> Texte à lire
Bonjour mon petit Toto chéri ! Bonjour, mon cher amour bien-aimé, bonjour comment que ça va aujourd’hui ? Tu n’as pas d’Académie aujourd’hui. Est-ce que tu ne viendras pas dans la journée ? Hier je t’ai attendu et tu n’es venu que le soir très tard. Dieu quelsa absurdes gribouillis je fais. Je dis toujours la même chose. Je suis comme une cloche. Soit qu’elle sonne le matin à midi ou le soir c’est toujours : din don din don din don. Il est vrai que tu aimes cet instrument harmonieux mais ce n’est pas une raison pour que tu aimes les femmes stupides, au contraire. Je suis vraiment très embarrassée et je donnerais la moitié de ce qui me reste à vivre de grand cœur pour savoir te dire moins bêtement combien je t’aime. Si tu n’es pas trop occupé tantôt voudras-tu me mener acheter le parapluie de ma pauvre Péronnelle [1] ?

> Tâche brève A
Transcrivez fidèlement le passage de la lettre qui commence à « Bonjour mon petit » et se termine à « ma pauvre Péronnelle [1] ? ».
> Tâche brève B
Indiquez si chacune des affirmations suivantes est conforme à la lettre, en répondant par oui ou par non et en citant les mots décisifs : (i) le destinataire n’a pas d’Académie ce jour-là ; (ii) la veille, le destinataire est arrivé tôt le matin ; (iii) la lettre propose d’aller acheter un chapeau.

> Données fournies

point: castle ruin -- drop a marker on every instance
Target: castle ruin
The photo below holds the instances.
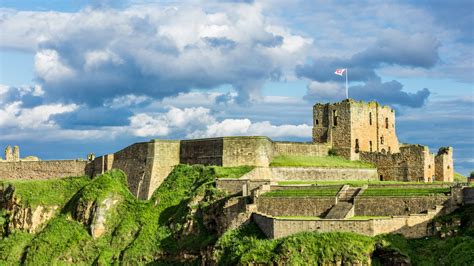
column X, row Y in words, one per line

> Réponse complète A
Bonjour mon petit Toto chéri ! Bonjour, mon cher amour bien-aimé, bonjour comment que ça va aujourd’hui ? Tu n’as pas d’Académie aujourd’hui. Est-ce que tu ne viendras pas dans la journée ? Hier je t’ai attendu et tu n’es venu que le soir très tard. Dieu quelsa absurdes gribouillis je fais. Je dis toujours la même chose. Je suis comme une cloche. Soit qu’elle sonne le matin à midi ou le soir c’est toujours : din don din don din don. Il est vrai que tu aimes cet instrument harmonieux mais ce n’est pas une raison pour que tu aimes les femmes stupides, au contraire. Je suis vraiment très embarrassée et je donnerais la moitié de ce qui me reste à vivre de grand cœur pour savoir te dire moins bêtement combien je t’aime. Si tu n’es pas trop occupé tantôt voudras-tu me mener acheter le parapluie de ma pauvre Péronnelle [1] ?

> Réponse complète B
(i) Oui : « Tu n’as pas d’Académie aujourd’hui. »
(ii) Non : « Hier je t’ai attendu et tu n’es venu que le soir très tard. »
(iii) Non : « voudras-tu me mener acheter le parapluie de ma pauvre Péronnelle »